## Requirement
Set down verbatim the lines of the items below, from the line containing "Tag the church spire" through the last line of the items, including both of those lines.

[Begin]

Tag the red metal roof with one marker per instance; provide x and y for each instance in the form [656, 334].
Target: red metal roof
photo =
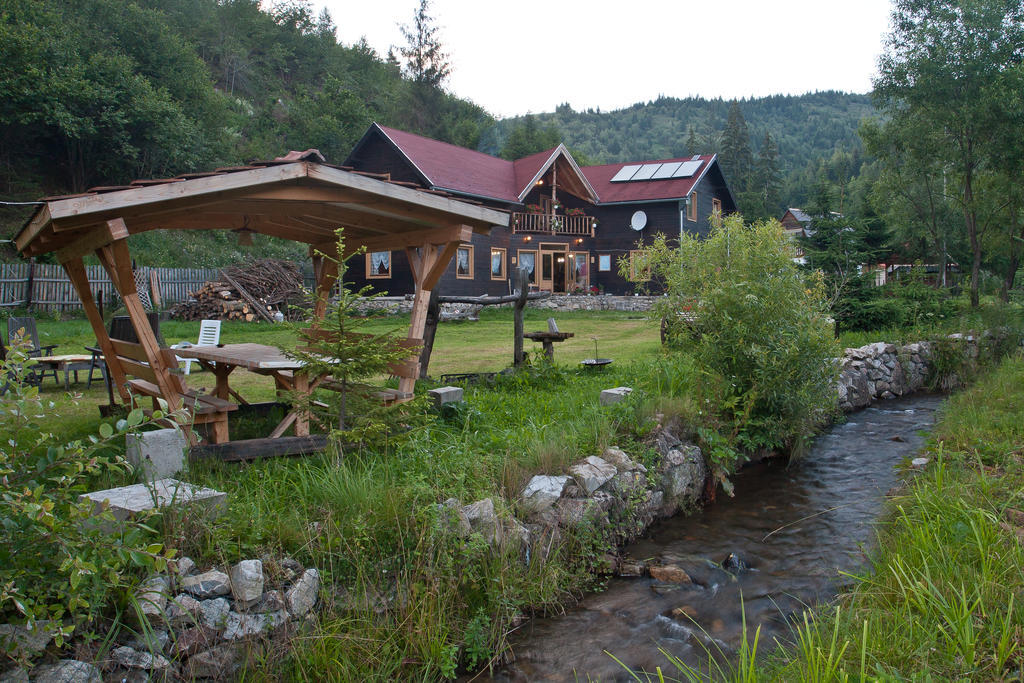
[459, 169]
[451, 167]
[642, 190]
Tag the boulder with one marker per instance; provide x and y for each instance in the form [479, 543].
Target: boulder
[213, 613]
[207, 585]
[68, 671]
[152, 595]
[247, 583]
[483, 520]
[592, 473]
[131, 658]
[301, 597]
[543, 492]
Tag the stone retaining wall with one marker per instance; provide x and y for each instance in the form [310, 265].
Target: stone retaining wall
[559, 303]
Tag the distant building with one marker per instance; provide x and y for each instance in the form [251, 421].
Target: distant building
[568, 224]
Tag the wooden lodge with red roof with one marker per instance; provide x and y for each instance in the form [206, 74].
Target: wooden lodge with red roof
[570, 225]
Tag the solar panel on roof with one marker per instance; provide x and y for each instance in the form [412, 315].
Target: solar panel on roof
[666, 171]
[626, 172]
[646, 171]
[686, 169]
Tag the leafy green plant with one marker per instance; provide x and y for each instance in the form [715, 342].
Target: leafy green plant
[59, 563]
[759, 326]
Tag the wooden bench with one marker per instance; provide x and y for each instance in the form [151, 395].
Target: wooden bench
[203, 409]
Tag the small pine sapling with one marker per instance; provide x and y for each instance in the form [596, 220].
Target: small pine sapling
[337, 347]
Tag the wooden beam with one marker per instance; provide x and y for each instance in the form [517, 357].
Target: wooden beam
[255, 449]
[80, 280]
[67, 214]
[98, 237]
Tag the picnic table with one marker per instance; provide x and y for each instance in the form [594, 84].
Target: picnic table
[289, 375]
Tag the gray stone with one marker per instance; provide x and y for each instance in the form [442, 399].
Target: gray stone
[130, 658]
[68, 671]
[22, 641]
[152, 595]
[609, 396]
[182, 609]
[483, 520]
[272, 601]
[158, 454]
[213, 613]
[207, 585]
[543, 492]
[302, 596]
[247, 583]
[592, 473]
[216, 663]
[443, 395]
[243, 626]
[183, 566]
[454, 517]
[127, 501]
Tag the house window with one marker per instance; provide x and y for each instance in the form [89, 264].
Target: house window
[497, 263]
[639, 270]
[379, 264]
[527, 259]
[580, 262]
[464, 262]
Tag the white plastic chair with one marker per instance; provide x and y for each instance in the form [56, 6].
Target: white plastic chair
[209, 335]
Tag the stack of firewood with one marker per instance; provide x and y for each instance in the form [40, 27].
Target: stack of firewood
[251, 292]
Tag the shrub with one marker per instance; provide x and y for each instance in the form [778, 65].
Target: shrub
[57, 565]
[758, 328]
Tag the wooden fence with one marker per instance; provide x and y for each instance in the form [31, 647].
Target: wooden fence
[45, 287]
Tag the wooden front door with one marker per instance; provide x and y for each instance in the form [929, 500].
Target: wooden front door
[554, 268]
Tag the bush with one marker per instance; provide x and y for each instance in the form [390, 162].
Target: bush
[57, 564]
[758, 328]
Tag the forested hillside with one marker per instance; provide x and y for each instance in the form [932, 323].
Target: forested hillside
[805, 128]
[99, 92]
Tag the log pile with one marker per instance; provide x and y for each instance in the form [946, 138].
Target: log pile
[250, 292]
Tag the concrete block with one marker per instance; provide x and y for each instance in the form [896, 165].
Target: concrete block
[609, 396]
[127, 501]
[159, 454]
[442, 395]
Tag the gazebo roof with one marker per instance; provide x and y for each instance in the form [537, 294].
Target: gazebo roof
[297, 197]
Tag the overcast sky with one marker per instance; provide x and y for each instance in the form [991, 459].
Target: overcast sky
[530, 55]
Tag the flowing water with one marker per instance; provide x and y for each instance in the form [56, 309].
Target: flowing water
[797, 527]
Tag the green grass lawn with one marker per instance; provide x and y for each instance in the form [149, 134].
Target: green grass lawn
[459, 347]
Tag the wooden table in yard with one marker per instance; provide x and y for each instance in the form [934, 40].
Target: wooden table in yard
[288, 375]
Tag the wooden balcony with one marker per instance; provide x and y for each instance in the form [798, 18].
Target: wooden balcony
[546, 223]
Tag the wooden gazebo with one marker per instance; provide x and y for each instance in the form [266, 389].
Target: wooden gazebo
[297, 197]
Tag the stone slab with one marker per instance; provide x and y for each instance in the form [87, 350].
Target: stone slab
[128, 501]
[609, 396]
[443, 395]
[158, 454]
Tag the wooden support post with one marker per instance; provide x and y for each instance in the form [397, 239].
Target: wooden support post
[433, 316]
[521, 287]
[80, 281]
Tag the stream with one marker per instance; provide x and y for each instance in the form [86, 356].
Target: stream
[796, 527]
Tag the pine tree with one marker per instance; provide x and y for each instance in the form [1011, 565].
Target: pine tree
[426, 61]
[336, 347]
[692, 147]
[737, 160]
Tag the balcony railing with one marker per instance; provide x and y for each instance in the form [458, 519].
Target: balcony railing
[546, 223]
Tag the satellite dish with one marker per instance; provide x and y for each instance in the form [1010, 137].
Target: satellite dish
[638, 221]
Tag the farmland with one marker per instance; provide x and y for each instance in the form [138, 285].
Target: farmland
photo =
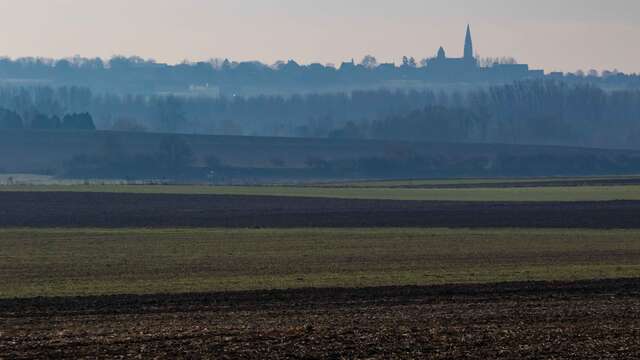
[462, 268]
[505, 193]
[104, 262]
[123, 210]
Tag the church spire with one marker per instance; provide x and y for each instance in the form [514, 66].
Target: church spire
[468, 45]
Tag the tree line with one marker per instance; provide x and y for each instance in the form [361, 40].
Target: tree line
[530, 112]
[136, 75]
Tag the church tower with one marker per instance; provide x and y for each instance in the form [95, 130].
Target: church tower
[468, 45]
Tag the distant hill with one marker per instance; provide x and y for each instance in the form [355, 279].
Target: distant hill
[47, 152]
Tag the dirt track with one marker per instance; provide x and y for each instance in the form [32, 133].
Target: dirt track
[59, 209]
[586, 320]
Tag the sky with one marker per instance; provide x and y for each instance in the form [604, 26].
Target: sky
[554, 35]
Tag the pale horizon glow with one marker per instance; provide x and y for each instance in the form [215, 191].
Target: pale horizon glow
[564, 35]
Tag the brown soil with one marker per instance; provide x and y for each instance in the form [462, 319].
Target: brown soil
[584, 320]
[59, 209]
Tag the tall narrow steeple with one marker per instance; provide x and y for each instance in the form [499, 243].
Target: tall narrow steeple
[468, 45]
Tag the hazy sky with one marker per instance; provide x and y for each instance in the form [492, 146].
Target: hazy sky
[551, 34]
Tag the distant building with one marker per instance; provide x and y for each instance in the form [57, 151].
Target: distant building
[467, 67]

[End]

## Result of this task
Tag the church spire with one marker per instance; provide x and y for each instance in the form [514, 66].
Target: church spire
[468, 45]
Tag the tree line with one marker per instance; provide x and y for each instance in the form [361, 40].
Target: tree line
[530, 112]
[136, 75]
Tag the church tower with one marker per instance; provide x and y for each instance in the form [95, 130].
Target: church tower
[468, 45]
Tag the distant hill with one marker per instance; provide x and y for each instance in the form [355, 279].
Target: distant hill
[47, 152]
Tag the dirt track with one marker per instance; provide x and y for each instance in the form [32, 133].
Target: dirt track
[59, 209]
[586, 320]
Tag the sky with one marker per instance; provide x and y for each instance in the form [604, 26].
Target: sky
[554, 35]
Tag the pale horizon glow with one marker per instance; provide x and y for each instance in the form [215, 191].
Target: pale horizon glow
[564, 35]
Tag the brown soil with one marker per instance; provide x and y for each instance in the form [462, 319].
Target: brown soil
[584, 320]
[59, 209]
Tag the tall narrow steeple with one marker per instance; provide x and y for each instance in the form [499, 243].
Target: tall narrow steeple
[468, 45]
Tag the hazy sky with one marker per instance; provide x and y for each instance in the form [492, 146].
Target: hazy sky
[551, 34]
Tag the distant building with one marker per instance; provide x and y for each instance in the form [57, 151].
Target: distant building
[467, 67]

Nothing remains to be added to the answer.